> **YOUR INSTRUCTIONS**
For the records that follow, give the number of lines containing the word "orange", with no added text.

> **AVAILABLE DATA**
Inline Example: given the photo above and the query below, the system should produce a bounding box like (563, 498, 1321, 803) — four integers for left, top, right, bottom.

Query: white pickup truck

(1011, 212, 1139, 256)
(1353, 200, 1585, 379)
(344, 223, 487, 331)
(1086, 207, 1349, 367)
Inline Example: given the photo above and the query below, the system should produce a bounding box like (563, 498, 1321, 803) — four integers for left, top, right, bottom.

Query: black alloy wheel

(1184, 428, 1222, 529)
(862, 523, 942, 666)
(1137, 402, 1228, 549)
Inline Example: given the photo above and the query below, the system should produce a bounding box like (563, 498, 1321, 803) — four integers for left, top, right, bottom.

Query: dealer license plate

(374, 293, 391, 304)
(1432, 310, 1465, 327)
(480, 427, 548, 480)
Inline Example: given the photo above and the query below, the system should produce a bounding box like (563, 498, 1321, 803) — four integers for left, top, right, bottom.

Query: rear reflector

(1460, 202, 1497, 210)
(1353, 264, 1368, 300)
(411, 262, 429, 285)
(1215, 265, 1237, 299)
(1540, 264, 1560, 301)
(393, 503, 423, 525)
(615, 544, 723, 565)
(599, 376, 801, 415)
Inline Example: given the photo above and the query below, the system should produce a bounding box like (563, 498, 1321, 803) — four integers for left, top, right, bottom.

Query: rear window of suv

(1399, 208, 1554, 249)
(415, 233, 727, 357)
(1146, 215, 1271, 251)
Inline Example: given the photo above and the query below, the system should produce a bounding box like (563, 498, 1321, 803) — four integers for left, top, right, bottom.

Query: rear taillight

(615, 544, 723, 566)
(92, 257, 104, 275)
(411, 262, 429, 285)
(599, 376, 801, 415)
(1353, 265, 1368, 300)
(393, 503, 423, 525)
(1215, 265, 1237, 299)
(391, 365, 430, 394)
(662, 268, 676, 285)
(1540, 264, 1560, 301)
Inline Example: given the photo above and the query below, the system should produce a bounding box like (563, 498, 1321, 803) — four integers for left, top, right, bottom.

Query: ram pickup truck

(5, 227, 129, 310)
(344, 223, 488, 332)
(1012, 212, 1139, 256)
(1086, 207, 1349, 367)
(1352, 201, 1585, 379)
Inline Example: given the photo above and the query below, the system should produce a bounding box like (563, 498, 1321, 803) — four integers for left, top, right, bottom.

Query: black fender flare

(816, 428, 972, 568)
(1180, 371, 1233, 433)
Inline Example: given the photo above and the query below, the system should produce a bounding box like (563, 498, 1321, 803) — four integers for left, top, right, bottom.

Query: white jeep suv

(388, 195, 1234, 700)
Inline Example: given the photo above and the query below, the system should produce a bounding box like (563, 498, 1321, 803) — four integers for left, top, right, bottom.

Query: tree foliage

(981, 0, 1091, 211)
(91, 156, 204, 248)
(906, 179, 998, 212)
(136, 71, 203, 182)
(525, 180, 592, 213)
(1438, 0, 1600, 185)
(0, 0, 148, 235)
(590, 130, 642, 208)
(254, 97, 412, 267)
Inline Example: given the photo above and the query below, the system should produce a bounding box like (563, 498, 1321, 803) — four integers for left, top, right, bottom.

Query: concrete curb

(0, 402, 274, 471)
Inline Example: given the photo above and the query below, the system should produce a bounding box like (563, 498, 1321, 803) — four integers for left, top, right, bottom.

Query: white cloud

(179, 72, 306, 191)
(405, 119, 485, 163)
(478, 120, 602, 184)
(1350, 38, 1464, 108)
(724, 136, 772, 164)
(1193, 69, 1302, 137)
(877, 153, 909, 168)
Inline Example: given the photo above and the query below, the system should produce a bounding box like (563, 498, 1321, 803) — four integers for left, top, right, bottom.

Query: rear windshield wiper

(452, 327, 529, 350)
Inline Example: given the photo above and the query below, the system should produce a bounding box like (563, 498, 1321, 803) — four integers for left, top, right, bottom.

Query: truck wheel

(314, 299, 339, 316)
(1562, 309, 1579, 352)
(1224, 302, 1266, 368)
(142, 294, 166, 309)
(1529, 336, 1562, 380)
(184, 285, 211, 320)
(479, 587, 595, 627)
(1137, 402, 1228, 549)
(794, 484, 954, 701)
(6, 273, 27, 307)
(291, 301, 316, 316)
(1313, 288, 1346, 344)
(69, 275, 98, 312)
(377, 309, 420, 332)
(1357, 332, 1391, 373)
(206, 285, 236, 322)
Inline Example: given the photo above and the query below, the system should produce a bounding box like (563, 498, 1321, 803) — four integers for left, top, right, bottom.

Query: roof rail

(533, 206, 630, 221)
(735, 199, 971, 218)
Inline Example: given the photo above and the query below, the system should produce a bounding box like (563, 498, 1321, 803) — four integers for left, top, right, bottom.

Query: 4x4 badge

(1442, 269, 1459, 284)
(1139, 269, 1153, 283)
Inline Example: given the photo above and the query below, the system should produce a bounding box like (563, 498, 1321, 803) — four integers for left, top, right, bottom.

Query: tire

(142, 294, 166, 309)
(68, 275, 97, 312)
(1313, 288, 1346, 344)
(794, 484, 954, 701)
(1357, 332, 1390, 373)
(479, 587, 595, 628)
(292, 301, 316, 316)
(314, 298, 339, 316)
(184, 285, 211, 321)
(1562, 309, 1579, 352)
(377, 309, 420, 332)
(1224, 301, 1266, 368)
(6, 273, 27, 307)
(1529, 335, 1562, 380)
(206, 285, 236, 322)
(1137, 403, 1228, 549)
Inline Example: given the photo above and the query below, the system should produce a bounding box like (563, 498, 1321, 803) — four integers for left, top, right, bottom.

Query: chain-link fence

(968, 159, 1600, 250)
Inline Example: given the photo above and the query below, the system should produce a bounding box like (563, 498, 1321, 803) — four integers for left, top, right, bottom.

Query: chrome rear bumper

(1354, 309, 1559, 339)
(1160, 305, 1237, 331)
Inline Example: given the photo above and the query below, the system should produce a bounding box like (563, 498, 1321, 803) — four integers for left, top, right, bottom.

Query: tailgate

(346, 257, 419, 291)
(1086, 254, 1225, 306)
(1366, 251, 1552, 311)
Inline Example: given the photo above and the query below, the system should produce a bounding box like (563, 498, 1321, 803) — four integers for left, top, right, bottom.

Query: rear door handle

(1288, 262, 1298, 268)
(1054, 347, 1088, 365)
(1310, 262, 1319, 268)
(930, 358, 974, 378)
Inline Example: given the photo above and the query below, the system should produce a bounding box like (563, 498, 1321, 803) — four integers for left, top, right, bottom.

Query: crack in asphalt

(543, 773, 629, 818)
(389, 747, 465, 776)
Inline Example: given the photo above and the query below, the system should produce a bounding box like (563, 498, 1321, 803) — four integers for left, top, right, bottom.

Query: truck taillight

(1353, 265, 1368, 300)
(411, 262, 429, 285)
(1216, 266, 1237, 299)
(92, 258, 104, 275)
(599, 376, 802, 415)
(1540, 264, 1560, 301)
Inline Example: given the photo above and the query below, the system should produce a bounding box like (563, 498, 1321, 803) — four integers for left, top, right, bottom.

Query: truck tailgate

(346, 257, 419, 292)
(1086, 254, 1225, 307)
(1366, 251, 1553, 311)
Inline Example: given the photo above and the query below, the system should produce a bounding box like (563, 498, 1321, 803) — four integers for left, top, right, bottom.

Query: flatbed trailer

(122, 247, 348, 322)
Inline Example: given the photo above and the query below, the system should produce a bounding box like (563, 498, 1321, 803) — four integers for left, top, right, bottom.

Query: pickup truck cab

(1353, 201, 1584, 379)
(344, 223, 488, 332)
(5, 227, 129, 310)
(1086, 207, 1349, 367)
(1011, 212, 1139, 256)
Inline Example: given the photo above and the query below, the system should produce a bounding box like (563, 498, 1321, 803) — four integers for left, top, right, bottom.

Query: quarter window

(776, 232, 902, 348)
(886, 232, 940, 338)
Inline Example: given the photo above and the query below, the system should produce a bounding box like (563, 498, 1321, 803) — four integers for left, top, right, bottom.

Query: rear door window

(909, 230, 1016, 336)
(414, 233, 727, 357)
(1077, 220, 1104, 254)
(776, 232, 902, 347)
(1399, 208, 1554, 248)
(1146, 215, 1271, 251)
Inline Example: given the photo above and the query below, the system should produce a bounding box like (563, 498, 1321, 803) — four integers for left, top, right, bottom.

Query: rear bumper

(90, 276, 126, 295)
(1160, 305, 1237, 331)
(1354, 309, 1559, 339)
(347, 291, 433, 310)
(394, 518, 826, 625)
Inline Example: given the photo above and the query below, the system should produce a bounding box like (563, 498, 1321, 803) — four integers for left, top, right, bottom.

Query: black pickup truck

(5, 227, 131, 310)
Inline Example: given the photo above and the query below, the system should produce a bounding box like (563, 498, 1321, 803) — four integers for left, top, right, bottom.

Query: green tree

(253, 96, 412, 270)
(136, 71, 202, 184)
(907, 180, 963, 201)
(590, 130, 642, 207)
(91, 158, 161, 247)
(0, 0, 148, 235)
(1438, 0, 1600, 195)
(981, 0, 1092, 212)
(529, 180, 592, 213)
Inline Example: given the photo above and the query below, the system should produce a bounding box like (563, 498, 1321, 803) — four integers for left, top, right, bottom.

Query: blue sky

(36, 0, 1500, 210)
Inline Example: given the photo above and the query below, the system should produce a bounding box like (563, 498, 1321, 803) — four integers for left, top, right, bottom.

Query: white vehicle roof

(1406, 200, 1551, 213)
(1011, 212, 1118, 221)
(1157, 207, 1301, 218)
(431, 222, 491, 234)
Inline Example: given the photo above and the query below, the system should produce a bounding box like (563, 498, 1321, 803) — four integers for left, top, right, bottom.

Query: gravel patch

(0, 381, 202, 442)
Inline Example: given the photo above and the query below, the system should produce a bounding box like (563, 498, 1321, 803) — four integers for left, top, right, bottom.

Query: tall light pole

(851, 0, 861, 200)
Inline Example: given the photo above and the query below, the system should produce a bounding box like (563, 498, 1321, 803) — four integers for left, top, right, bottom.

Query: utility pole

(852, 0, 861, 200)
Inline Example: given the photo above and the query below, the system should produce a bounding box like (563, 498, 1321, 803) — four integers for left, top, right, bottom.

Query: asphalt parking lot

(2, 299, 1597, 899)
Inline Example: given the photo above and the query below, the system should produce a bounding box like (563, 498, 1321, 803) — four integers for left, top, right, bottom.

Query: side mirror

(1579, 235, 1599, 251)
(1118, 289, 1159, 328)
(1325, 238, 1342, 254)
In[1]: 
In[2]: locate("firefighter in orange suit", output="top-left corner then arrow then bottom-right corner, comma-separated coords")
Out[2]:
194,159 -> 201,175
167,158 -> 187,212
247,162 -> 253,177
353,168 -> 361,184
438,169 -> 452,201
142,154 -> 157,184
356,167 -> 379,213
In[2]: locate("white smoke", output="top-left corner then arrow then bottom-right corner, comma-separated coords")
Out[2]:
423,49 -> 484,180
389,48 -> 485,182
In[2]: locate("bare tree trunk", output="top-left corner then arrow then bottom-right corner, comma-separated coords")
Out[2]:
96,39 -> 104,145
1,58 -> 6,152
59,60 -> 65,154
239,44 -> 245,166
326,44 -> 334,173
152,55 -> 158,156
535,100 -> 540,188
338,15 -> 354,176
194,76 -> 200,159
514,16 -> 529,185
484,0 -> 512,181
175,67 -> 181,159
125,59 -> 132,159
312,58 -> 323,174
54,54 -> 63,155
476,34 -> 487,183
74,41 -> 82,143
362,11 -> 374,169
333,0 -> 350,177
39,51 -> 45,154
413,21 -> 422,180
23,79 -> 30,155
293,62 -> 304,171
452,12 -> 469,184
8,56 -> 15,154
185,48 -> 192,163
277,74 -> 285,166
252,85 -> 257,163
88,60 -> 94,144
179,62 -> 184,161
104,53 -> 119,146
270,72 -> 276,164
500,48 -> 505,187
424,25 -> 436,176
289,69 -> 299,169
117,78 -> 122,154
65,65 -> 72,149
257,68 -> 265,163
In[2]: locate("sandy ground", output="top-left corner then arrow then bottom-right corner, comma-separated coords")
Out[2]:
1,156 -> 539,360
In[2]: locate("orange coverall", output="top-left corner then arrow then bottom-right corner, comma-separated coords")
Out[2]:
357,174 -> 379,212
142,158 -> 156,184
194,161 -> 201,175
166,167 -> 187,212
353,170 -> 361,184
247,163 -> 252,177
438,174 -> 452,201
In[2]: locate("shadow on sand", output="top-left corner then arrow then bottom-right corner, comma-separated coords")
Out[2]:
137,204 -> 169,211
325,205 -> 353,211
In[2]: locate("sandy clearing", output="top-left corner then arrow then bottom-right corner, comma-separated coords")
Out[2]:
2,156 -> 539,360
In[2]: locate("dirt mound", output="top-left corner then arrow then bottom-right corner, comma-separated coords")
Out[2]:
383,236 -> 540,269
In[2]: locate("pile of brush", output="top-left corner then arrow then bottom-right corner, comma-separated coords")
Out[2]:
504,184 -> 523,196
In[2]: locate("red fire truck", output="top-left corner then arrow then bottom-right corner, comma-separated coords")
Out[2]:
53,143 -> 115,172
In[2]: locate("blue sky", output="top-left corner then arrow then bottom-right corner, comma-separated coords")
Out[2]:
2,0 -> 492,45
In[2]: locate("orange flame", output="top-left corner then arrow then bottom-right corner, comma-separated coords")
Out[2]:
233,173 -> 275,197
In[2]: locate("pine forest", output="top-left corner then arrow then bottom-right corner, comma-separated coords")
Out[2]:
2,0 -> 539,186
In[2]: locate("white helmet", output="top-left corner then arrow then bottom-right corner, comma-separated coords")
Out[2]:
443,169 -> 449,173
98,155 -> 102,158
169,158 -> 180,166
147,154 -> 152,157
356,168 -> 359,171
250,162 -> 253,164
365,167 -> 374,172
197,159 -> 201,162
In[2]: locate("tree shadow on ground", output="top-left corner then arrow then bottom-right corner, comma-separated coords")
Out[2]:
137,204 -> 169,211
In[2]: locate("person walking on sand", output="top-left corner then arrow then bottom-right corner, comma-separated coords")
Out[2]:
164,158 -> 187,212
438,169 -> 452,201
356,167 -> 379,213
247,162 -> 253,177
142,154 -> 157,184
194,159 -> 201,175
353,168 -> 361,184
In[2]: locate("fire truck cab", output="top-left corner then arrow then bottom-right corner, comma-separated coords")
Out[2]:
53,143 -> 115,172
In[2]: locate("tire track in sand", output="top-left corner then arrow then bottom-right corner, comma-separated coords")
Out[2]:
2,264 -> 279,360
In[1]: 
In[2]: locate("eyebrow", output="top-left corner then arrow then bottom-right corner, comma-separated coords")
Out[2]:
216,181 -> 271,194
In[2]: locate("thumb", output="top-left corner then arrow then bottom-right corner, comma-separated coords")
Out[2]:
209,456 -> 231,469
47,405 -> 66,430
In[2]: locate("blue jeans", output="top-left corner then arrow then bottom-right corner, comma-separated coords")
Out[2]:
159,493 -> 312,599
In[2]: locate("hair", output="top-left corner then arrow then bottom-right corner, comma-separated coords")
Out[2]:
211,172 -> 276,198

> **ANSWER TO THE EXERCISE**
3